__Your objective__. Reproduce, character for character, everything from the first line of the data down to and including the line that contains "177], [189, 272]]".
[begin Given data]
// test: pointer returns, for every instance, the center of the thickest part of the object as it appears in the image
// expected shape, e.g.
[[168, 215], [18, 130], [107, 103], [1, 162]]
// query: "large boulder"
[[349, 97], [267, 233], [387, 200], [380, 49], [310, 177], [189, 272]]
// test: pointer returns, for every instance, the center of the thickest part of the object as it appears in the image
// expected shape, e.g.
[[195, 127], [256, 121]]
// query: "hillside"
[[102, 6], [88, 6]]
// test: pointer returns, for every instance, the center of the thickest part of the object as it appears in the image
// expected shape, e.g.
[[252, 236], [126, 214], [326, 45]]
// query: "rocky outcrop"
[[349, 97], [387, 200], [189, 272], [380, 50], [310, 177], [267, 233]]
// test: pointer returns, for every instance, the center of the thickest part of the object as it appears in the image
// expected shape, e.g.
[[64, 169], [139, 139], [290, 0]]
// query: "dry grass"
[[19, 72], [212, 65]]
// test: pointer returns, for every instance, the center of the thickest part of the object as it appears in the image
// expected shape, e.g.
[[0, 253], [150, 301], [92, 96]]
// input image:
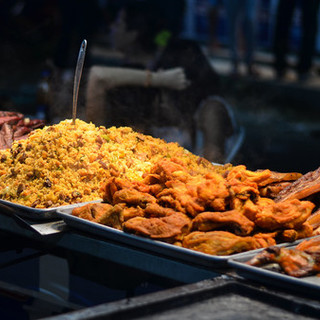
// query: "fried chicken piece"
[[170, 228], [290, 214], [114, 184], [272, 190], [154, 210], [232, 220], [242, 183], [290, 235], [264, 240], [132, 212], [305, 186], [218, 243], [293, 262], [213, 191], [314, 219], [278, 177], [181, 197], [194, 195], [103, 213], [133, 197], [310, 245]]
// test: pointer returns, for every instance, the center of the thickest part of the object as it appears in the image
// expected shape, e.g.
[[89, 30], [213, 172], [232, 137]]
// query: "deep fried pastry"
[[154, 210], [290, 214], [272, 190], [310, 245], [133, 197], [232, 220], [91, 211], [314, 219], [290, 235], [278, 177], [218, 242], [169, 229], [293, 262], [264, 240], [132, 212], [242, 183]]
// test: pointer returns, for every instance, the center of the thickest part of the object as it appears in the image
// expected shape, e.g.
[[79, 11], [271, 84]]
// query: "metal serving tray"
[[11, 208], [310, 284], [159, 247], [219, 298]]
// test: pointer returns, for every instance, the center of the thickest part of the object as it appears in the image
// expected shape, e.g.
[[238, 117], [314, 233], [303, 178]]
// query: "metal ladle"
[[77, 78]]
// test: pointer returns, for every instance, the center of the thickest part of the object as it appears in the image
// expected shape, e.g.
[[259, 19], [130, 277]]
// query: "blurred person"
[[241, 15], [152, 49], [309, 21], [213, 16]]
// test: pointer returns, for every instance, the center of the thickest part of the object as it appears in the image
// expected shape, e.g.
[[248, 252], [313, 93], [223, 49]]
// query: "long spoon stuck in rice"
[[77, 78]]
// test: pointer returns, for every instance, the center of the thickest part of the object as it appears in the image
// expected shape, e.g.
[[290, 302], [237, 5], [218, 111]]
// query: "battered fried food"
[[278, 177], [185, 192], [294, 262], [170, 228], [231, 220], [103, 213], [218, 243], [284, 215]]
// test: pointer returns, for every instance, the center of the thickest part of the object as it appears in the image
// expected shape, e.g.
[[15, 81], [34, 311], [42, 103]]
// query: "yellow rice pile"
[[64, 163]]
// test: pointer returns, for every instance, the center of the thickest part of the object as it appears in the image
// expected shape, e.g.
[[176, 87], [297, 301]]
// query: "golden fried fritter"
[[218, 242], [170, 228], [103, 213], [290, 214], [232, 220]]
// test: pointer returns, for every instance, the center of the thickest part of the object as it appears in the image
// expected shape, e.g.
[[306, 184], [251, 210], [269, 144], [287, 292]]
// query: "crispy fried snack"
[[284, 215], [218, 242], [170, 229], [278, 177], [232, 220], [272, 190], [185, 192]]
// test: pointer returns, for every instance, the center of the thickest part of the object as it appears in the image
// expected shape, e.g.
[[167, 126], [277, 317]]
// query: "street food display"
[[158, 190], [301, 261], [64, 164], [218, 213]]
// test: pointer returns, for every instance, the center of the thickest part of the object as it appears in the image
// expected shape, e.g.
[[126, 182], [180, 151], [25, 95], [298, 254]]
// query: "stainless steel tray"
[[154, 246], [11, 208], [272, 277]]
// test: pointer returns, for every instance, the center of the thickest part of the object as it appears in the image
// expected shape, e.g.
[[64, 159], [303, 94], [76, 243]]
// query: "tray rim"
[[173, 251], [35, 213], [265, 275]]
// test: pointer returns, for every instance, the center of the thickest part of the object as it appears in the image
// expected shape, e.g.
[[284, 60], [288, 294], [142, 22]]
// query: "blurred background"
[[252, 70]]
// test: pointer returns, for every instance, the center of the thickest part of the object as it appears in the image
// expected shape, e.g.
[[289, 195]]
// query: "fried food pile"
[[304, 260], [215, 213]]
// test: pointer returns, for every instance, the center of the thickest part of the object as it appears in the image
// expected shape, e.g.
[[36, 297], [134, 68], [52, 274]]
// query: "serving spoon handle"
[[77, 78]]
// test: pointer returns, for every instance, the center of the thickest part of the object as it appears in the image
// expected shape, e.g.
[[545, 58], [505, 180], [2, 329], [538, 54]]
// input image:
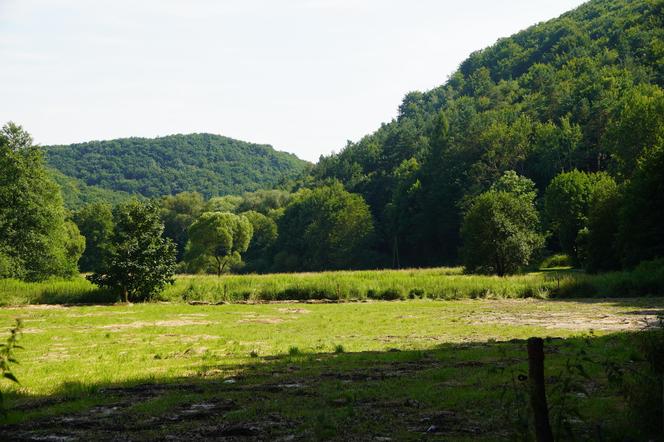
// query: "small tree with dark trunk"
[[139, 261], [500, 233]]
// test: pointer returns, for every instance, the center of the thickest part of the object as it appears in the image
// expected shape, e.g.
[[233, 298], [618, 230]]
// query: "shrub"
[[558, 260]]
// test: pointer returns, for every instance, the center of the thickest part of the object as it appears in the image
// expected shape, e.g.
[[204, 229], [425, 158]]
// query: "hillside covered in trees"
[[583, 91], [210, 164]]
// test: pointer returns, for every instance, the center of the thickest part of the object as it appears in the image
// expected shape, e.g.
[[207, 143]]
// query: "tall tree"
[[35, 241], [140, 260], [178, 213], [641, 233], [221, 236], [95, 222], [325, 228], [501, 234], [259, 253], [567, 204]]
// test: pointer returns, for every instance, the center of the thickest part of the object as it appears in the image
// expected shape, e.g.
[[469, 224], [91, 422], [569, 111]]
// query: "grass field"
[[372, 370], [439, 283]]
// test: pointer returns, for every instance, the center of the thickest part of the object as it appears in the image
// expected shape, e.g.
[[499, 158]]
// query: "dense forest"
[[583, 91], [550, 141], [210, 164]]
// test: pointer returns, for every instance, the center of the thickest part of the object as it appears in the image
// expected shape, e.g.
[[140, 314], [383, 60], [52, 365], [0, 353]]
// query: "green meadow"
[[437, 283], [373, 370]]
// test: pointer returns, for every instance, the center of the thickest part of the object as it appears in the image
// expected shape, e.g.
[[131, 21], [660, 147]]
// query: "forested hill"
[[580, 91], [210, 164]]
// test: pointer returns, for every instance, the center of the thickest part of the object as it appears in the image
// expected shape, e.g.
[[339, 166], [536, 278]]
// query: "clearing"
[[403, 370]]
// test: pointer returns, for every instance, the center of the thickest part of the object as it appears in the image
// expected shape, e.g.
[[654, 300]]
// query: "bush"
[[558, 260]]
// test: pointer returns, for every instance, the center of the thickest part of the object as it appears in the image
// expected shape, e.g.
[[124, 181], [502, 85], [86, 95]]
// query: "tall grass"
[[438, 283]]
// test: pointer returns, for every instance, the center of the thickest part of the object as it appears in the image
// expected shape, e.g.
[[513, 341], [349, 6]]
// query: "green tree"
[[324, 228], [258, 255], [500, 233], [222, 236], [519, 186], [95, 222], [567, 203], [641, 235], [74, 244], [34, 237], [178, 213], [140, 261]]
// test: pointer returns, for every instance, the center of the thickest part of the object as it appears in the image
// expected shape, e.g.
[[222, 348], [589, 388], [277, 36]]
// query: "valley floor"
[[404, 370]]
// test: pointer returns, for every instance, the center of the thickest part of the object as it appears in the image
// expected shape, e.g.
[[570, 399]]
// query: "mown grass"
[[438, 283], [325, 371]]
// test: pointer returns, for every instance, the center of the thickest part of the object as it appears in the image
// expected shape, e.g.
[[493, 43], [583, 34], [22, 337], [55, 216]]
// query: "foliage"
[[500, 232], [259, 253], [324, 228], [598, 240], [76, 194], [583, 91], [567, 204], [209, 164], [222, 236], [178, 212], [140, 261], [641, 235], [35, 240], [95, 222]]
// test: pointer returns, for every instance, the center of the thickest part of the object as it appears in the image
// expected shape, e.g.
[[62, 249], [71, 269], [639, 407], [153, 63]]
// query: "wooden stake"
[[537, 392]]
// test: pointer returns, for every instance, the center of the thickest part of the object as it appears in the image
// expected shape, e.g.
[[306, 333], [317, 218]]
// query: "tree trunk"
[[537, 392]]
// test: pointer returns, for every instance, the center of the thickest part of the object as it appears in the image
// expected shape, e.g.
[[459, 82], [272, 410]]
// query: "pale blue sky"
[[302, 75]]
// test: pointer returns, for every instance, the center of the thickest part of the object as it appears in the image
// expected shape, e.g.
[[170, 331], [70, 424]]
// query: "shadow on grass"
[[452, 391]]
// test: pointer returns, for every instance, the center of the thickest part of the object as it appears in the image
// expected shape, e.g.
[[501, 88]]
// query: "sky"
[[302, 75]]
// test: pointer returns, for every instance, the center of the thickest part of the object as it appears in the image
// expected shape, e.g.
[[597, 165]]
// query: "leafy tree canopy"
[[501, 233], [140, 261], [221, 236], [35, 239]]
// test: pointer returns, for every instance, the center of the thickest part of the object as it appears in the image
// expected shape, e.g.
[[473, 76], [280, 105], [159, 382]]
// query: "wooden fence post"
[[537, 392]]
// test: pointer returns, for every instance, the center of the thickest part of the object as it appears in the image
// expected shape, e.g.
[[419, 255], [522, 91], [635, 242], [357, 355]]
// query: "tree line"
[[549, 141]]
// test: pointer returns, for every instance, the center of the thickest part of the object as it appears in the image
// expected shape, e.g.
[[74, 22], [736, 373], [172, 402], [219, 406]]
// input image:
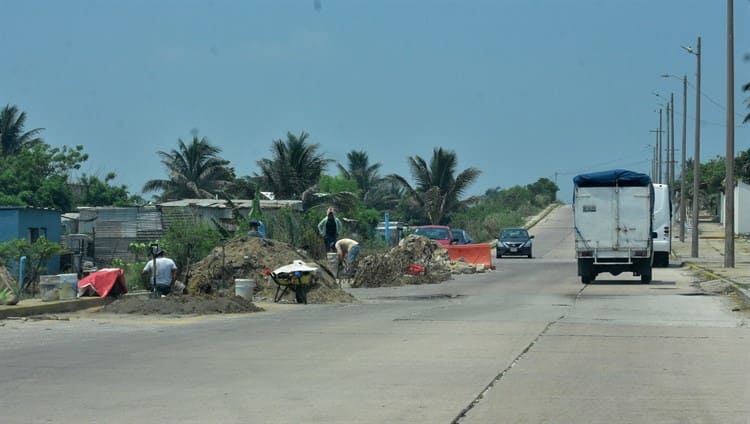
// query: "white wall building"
[[741, 208]]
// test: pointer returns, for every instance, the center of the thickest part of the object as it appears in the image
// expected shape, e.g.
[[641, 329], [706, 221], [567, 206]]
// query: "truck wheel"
[[646, 275]]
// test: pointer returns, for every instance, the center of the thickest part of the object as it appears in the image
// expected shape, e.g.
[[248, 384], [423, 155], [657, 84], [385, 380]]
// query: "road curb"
[[54, 307], [741, 292]]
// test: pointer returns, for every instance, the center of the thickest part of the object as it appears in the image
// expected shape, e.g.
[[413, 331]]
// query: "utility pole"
[[683, 197], [729, 188], [696, 159], [658, 146], [671, 147]]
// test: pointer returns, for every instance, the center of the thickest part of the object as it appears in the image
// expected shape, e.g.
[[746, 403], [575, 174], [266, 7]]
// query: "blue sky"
[[520, 89]]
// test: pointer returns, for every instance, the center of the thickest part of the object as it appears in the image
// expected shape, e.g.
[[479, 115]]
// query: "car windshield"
[[515, 233], [433, 233]]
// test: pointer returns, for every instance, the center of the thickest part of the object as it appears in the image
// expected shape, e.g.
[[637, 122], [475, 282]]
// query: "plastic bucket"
[[243, 287], [68, 286], [333, 260]]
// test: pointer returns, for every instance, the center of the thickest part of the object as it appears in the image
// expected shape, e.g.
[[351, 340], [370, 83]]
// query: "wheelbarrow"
[[298, 277]]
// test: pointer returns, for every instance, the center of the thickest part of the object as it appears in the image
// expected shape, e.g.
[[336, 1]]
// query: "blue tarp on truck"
[[614, 177]]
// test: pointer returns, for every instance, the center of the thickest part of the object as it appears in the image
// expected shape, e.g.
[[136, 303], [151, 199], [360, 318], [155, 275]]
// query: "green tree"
[[189, 240], [37, 175], [294, 167], [194, 171], [92, 191], [438, 189], [544, 191], [359, 169], [742, 166], [12, 134], [37, 254]]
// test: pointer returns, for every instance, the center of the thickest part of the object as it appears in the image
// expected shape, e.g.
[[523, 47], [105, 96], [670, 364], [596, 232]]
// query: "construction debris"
[[392, 268]]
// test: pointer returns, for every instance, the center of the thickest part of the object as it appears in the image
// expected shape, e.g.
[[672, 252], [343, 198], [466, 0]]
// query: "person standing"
[[165, 273], [330, 228], [255, 229], [349, 249]]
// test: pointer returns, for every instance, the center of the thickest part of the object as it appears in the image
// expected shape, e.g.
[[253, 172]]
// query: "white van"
[[661, 225]]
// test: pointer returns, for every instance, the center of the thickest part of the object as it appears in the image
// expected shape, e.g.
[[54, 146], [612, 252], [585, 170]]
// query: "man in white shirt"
[[166, 273]]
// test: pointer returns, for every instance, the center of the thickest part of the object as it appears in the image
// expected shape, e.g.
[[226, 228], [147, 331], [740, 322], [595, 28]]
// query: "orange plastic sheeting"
[[479, 253]]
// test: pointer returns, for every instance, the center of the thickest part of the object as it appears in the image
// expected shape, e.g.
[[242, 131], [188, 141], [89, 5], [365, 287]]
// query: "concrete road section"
[[527, 343]]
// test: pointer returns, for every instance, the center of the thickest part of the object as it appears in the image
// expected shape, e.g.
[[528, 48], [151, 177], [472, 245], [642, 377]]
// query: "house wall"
[[25, 222], [112, 229], [742, 208]]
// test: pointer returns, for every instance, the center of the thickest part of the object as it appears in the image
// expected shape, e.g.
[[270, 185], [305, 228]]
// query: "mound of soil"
[[248, 257], [181, 305], [392, 268]]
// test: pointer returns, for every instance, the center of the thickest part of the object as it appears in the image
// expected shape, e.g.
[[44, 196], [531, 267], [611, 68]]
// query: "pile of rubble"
[[249, 258], [416, 260]]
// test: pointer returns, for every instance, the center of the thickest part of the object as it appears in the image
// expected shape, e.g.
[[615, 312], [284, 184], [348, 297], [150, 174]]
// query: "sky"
[[520, 89]]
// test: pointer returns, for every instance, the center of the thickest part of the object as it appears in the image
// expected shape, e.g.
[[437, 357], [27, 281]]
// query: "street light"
[[660, 143], [729, 191], [696, 160], [683, 214]]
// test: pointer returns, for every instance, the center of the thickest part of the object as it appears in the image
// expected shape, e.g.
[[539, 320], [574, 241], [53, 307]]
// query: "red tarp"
[[103, 282]]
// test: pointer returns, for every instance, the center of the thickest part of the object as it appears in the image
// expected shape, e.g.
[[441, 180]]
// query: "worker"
[[347, 250], [165, 274], [255, 229], [330, 228]]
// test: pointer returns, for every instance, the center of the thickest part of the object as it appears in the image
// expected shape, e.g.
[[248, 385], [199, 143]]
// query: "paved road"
[[527, 343]]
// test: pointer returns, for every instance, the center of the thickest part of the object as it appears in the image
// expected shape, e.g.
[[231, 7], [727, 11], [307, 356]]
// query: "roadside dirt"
[[181, 305], [393, 268], [211, 281]]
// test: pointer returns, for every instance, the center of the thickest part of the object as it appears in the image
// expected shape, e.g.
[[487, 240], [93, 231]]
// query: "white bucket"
[[68, 286], [244, 287], [333, 260]]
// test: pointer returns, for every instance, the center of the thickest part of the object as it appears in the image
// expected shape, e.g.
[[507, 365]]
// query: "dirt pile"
[[248, 257], [180, 305], [393, 267]]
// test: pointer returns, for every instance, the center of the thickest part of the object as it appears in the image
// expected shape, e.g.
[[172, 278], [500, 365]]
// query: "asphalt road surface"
[[527, 343]]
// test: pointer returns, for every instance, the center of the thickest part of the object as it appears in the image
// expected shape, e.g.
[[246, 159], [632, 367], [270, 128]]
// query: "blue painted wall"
[[23, 222]]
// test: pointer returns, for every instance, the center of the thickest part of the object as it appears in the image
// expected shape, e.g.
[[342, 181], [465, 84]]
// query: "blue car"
[[514, 242]]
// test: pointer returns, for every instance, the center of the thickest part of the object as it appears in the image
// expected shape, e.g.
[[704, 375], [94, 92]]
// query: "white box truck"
[[662, 221], [612, 215]]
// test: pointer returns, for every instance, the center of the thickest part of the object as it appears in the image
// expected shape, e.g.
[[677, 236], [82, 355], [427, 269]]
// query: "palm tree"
[[360, 170], [294, 167], [195, 171], [438, 190], [12, 135]]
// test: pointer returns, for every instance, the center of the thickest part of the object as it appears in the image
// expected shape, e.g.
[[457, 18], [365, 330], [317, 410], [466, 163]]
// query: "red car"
[[439, 233]]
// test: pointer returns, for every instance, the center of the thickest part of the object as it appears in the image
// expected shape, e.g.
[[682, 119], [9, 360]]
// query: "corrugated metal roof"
[[240, 203]]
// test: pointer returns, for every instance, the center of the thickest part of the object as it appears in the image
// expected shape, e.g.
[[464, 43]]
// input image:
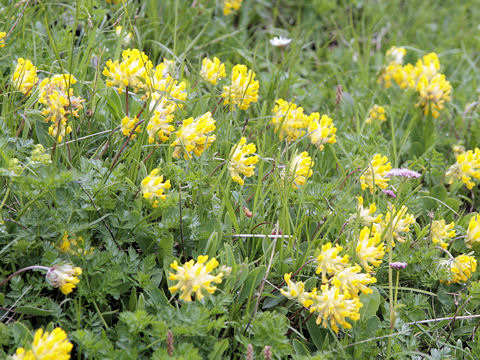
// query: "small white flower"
[[280, 41]]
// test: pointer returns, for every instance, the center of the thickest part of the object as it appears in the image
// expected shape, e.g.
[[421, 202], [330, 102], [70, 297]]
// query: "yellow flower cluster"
[[299, 169], [194, 277], [376, 112], [56, 94], [25, 76], [433, 88], [2, 38], [194, 136], [128, 125], [46, 346], [461, 268], [240, 162], [338, 299], [129, 72], [243, 90], [375, 174], [231, 5], [153, 187], [441, 231], [212, 71], [370, 250], [466, 168], [64, 276], [473, 231], [159, 126]]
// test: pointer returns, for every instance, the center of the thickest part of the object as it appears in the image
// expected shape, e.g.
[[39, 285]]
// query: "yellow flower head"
[[290, 121], [25, 76], [461, 268], [433, 94], [399, 221], [243, 89], [2, 38], [296, 291], [466, 168], [376, 112], [240, 162], [441, 232], [153, 187], [193, 277], [64, 277], [47, 346], [353, 281], [159, 126], [161, 81], [212, 71], [229, 5], [334, 307], [473, 231], [328, 262], [370, 250], [128, 124], [366, 215], [321, 132], [299, 169], [194, 136], [128, 72], [375, 173]]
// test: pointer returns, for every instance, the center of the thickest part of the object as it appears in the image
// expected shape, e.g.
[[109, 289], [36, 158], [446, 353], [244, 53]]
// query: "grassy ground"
[end Given data]
__Final result__.
// test: pointer returns, for every instance, the center of the thickest part of the object as it appears in the image
// expected shape, e.g.
[[168, 215], [18, 130], [107, 103], [1, 162]]
// query: "large boulder"
[[349, 97], [267, 233], [387, 200], [380, 49], [310, 177], [189, 272]]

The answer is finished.